◆ PROVIDED MATERIAL:
-*-

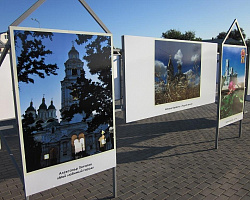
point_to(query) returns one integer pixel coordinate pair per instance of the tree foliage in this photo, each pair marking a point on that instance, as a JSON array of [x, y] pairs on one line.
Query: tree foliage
[[31, 60], [175, 34], [95, 97]]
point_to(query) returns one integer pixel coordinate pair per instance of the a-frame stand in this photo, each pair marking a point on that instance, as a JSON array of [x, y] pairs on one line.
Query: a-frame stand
[[220, 79], [4, 53]]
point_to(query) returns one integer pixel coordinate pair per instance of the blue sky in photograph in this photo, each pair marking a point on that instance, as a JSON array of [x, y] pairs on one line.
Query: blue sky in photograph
[[185, 53], [234, 55], [132, 17], [50, 86]]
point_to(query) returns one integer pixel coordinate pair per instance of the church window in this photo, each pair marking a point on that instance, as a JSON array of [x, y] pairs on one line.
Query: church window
[[74, 72]]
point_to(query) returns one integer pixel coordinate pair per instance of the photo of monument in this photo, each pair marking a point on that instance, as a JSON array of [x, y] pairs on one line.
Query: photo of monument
[[177, 71], [65, 89], [232, 81]]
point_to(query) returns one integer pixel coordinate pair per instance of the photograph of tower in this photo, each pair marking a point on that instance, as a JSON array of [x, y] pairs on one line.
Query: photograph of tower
[[232, 80], [65, 90], [177, 71]]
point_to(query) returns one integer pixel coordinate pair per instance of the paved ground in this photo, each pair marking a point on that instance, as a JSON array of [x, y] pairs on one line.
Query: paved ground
[[165, 157]]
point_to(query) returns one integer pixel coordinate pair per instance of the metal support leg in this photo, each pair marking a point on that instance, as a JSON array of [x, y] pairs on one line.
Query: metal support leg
[[114, 183], [217, 137], [240, 128], [10, 153]]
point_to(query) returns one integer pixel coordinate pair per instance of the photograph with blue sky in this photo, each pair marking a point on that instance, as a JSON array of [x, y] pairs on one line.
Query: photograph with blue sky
[[232, 80], [177, 71], [50, 86], [65, 94]]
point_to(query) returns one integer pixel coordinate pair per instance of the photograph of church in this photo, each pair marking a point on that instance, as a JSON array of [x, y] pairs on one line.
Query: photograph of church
[[66, 104], [177, 71], [232, 81]]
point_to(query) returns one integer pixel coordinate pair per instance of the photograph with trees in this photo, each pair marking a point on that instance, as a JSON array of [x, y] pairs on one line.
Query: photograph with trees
[[74, 71]]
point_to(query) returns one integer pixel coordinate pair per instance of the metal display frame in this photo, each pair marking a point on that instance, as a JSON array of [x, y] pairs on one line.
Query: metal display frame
[[2, 57], [220, 47]]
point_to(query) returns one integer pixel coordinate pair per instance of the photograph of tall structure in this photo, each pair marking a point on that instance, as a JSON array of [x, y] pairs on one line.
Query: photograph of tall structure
[[177, 71], [232, 81], [65, 87]]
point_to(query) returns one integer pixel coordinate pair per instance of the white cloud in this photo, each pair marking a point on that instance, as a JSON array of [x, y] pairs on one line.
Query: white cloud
[[160, 68]]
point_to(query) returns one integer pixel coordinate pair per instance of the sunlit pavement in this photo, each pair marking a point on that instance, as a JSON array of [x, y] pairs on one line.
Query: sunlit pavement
[[166, 157]]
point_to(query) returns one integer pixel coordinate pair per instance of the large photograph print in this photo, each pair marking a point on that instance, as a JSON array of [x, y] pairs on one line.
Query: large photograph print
[[65, 92], [177, 71], [165, 75], [232, 84]]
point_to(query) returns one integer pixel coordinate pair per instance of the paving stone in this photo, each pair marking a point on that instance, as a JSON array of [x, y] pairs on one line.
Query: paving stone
[[165, 157]]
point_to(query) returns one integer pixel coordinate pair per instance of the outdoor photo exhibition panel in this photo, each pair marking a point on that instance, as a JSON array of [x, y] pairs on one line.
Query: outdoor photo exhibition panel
[[64, 100], [164, 76], [232, 89], [248, 82], [6, 101]]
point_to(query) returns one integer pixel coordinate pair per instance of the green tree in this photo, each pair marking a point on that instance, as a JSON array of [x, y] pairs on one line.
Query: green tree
[[94, 97], [175, 34], [31, 60]]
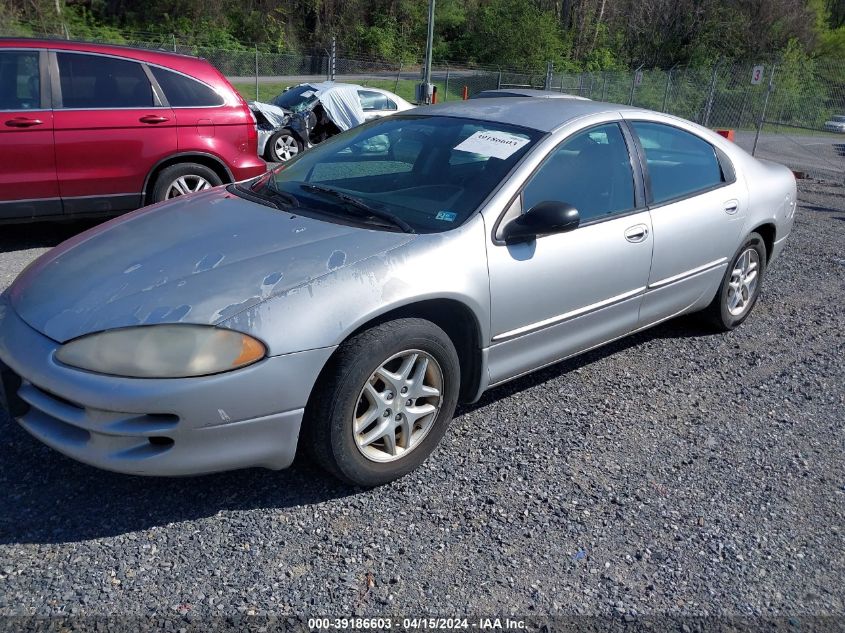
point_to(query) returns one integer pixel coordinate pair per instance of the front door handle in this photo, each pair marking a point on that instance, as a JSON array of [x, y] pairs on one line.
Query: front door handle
[[636, 233], [23, 122]]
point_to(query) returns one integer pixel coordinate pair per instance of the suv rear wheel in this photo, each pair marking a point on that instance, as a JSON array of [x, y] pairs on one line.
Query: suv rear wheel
[[182, 179]]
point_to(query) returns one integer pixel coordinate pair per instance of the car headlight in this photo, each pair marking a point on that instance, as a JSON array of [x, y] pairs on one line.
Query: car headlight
[[162, 351]]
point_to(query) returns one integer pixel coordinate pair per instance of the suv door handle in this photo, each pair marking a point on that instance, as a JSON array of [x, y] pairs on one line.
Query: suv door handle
[[636, 233], [23, 122]]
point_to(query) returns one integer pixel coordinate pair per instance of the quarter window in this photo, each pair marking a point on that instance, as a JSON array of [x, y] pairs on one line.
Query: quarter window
[[371, 100], [679, 163], [94, 81], [20, 80], [184, 92], [591, 171]]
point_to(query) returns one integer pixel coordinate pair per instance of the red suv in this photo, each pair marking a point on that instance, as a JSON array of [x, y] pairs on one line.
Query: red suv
[[90, 129]]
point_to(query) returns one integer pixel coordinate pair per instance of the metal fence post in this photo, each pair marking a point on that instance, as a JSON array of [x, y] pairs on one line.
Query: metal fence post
[[668, 86], [333, 59], [256, 72], [765, 107], [709, 107], [634, 84]]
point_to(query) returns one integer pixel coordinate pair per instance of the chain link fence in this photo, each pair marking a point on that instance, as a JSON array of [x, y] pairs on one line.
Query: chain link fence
[[777, 109]]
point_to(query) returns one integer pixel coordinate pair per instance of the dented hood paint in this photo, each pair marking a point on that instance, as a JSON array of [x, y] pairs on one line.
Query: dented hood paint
[[200, 260]]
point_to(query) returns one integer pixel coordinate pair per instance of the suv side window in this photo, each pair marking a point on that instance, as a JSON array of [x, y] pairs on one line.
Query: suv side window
[[591, 171], [184, 92], [371, 100], [96, 81], [20, 80], [679, 163]]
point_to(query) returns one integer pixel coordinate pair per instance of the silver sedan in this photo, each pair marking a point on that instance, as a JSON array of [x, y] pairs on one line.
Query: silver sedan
[[347, 301]]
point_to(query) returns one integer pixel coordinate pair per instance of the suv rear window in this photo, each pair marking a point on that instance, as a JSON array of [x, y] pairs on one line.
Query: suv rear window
[[96, 81], [20, 87], [184, 92]]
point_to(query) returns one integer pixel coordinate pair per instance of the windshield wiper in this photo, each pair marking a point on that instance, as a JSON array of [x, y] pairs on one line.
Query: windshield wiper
[[270, 196], [364, 209]]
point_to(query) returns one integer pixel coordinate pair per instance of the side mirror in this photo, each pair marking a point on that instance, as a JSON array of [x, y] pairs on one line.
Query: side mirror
[[544, 218]]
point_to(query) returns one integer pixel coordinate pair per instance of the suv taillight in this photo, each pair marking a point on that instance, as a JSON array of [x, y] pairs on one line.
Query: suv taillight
[[251, 132]]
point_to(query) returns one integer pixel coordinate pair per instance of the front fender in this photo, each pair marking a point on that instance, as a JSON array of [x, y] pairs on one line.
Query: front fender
[[325, 311]]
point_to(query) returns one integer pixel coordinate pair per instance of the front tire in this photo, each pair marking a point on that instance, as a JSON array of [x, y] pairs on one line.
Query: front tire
[[740, 286], [384, 402]]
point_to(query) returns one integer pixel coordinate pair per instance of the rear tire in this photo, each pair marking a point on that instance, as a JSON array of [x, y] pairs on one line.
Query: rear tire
[[740, 286], [282, 147], [398, 380], [182, 179]]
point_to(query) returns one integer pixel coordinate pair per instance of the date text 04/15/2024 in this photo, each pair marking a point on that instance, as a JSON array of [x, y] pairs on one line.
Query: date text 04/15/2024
[[423, 623]]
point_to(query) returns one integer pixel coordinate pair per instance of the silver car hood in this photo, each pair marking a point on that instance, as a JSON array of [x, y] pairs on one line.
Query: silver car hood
[[199, 260]]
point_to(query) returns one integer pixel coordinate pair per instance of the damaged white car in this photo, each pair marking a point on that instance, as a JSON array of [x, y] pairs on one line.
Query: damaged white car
[[307, 114]]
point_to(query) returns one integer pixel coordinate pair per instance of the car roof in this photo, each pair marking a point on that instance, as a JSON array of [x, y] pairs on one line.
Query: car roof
[[544, 115], [153, 56], [527, 92]]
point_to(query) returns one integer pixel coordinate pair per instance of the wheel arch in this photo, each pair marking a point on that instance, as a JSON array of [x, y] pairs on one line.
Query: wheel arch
[[456, 319], [768, 231], [202, 158]]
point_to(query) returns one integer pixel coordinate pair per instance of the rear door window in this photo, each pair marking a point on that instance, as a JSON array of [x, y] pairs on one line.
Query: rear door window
[[20, 80], [679, 163], [184, 92], [98, 81]]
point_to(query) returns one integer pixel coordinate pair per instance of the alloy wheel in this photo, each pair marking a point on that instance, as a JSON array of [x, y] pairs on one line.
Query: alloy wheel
[[286, 147], [398, 406], [186, 184], [743, 283]]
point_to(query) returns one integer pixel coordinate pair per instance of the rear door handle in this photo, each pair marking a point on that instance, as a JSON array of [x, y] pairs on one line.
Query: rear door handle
[[636, 233], [23, 122]]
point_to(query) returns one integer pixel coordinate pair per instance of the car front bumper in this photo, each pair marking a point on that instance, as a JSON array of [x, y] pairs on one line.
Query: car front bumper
[[168, 427]]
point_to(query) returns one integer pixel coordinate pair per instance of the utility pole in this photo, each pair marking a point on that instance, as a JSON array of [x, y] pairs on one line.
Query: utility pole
[[425, 90]]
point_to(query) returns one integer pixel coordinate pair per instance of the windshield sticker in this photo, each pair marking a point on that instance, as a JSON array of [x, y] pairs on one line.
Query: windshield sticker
[[493, 144]]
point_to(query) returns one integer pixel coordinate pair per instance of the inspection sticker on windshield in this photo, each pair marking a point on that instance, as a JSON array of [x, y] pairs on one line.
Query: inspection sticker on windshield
[[492, 144]]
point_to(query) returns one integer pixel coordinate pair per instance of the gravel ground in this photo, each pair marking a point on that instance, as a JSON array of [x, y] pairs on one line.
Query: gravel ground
[[676, 472]]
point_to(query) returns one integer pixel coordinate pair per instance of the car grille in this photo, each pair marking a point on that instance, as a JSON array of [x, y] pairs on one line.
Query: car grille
[[63, 423]]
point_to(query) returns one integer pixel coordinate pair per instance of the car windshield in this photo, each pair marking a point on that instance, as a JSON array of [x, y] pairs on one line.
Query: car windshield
[[426, 173], [296, 99]]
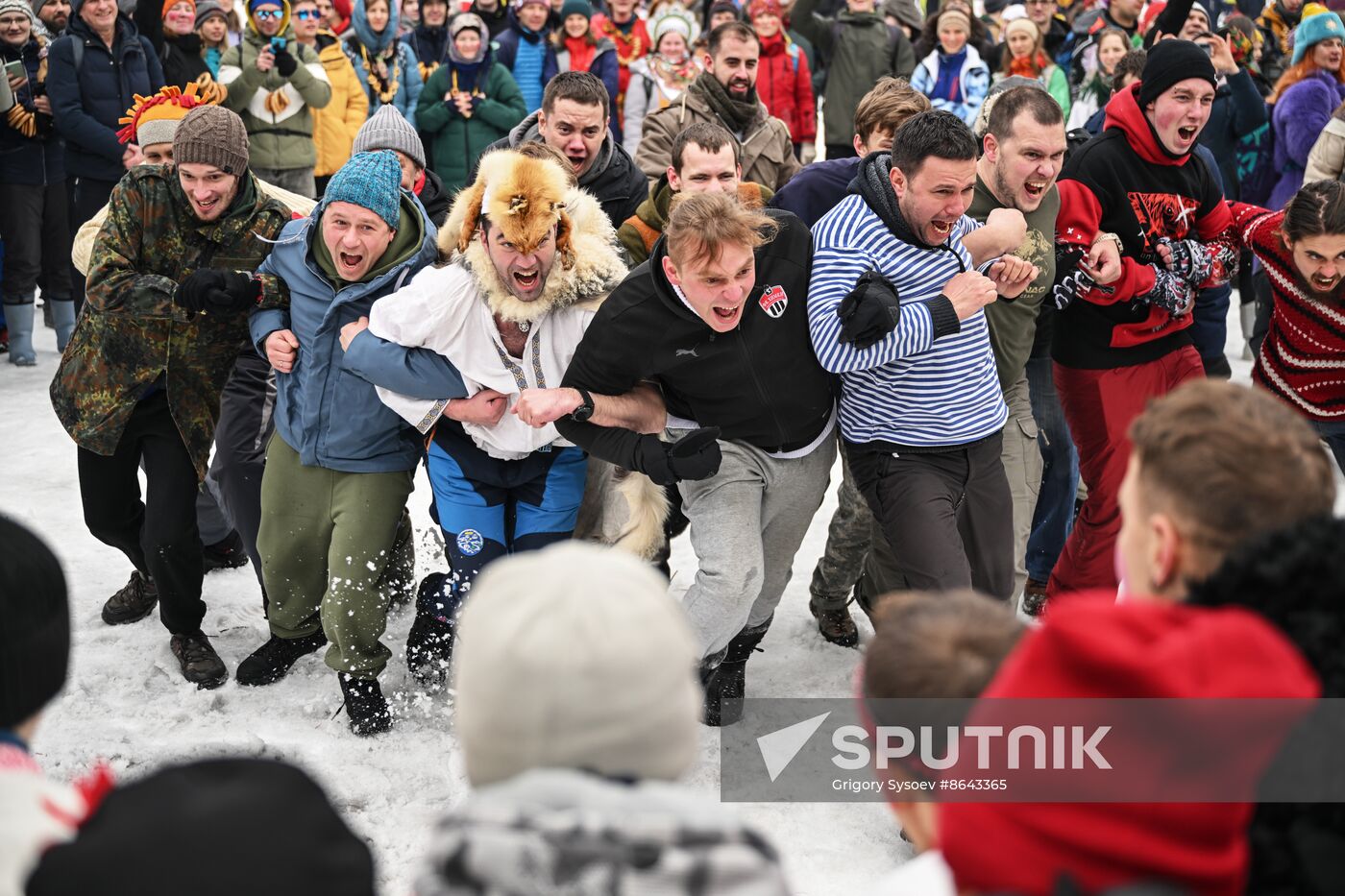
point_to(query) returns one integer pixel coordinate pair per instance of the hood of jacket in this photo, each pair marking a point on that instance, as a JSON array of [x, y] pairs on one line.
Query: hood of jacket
[[595, 261], [560, 831], [1123, 111], [527, 131], [377, 43]]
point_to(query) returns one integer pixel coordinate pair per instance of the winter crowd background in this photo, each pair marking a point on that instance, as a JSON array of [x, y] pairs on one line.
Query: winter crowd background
[[782, 107]]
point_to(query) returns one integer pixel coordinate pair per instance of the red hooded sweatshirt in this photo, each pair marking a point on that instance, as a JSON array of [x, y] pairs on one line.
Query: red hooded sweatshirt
[[1125, 182]]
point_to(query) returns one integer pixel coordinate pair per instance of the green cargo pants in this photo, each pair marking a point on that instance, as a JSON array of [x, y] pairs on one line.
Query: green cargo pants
[[326, 539]]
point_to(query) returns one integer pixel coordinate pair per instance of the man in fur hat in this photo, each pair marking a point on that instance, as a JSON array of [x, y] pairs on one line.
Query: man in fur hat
[[526, 254]]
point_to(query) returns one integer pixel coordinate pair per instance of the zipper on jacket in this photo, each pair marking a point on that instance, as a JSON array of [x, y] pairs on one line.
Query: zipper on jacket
[[760, 389]]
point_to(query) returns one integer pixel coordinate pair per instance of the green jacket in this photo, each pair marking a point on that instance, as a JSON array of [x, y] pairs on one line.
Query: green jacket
[[643, 229], [278, 110], [457, 141], [131, 339], [858, 49]]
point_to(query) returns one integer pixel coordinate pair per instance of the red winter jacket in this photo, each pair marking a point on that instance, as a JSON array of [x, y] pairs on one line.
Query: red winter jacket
[[784, 85]]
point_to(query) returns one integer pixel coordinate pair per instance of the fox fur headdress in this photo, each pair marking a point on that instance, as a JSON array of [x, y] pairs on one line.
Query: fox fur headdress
[[525, 198]]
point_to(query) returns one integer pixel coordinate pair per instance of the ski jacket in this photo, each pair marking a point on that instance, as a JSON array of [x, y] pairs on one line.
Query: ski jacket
[[87, 100], [327, 408]]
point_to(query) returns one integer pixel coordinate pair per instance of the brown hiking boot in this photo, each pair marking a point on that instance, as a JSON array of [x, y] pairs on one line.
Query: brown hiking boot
[[199, 662], [1035, 597], [836, 626], [132, 603]]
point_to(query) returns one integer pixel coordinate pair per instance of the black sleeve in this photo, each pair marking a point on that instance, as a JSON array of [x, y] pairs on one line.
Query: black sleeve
[[605, 363]]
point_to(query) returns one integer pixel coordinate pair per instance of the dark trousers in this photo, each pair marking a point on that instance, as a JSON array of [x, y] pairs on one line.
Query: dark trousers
[[246, 409], [36, 228], [947, 514], [87, 198], [158, 534]]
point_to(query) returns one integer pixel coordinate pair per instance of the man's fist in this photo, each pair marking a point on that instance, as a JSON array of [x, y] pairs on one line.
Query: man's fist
[[693, 456], [970, 292], [486, 408], [281, 350], [217, 292]]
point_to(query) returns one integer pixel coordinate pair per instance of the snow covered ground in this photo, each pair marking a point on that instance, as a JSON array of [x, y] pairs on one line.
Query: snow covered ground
[[125, 701]]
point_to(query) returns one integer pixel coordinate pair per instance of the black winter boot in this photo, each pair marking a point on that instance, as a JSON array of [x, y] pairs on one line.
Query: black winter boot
[[272, 661], [134, 601], [429, 646], [365, 705], [725, 684]]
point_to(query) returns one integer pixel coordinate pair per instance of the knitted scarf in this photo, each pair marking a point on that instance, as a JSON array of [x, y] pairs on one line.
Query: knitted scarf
[[874, 184], [739, 114]]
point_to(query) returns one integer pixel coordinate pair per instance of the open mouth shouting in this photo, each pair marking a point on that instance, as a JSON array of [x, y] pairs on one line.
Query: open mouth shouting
[[350, 262]]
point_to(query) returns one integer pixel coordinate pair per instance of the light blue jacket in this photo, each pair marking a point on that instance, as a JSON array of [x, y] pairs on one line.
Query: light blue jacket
[[327, 408]]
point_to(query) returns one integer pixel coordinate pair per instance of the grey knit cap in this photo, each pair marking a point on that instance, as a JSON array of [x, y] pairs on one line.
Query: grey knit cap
[[205, 10], [211, 136], [387, 130]]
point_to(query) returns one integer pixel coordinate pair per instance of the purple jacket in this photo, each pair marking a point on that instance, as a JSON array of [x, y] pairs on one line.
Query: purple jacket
[[1298, 120]]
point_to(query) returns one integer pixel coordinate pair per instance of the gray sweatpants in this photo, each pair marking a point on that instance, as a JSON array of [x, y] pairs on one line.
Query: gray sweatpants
[[1021, 458], [746, 523]]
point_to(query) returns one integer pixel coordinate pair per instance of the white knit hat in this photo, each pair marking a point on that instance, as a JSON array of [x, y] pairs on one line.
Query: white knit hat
[[575, 657]]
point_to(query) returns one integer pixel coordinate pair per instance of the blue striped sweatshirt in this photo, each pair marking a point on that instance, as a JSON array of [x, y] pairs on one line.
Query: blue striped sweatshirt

-*-

Copy only what lies between the line with "Query: car windshield" and the line with "of the winter", those two lines included, exactly as given above; pictures stay out.

Query: car windshield
[[426, 173], [296, 99]]
point_to(query) returns one integer pixel coordinate pair per instance of the hood of jacket in this photo, each pair marking a point on that instance, as a JSON array of [x, y] pairs on one line.
Query: hood of jacket
[[595, 261], [560, 831], [1123, 111], [527, 131], [377, 43]]
point_to(query) returns one integer pixel coordinate pair per instance of the winter crowd background in this photo, each pair marking a point on that instance, as a JSON array of [x, y] pairs on one line.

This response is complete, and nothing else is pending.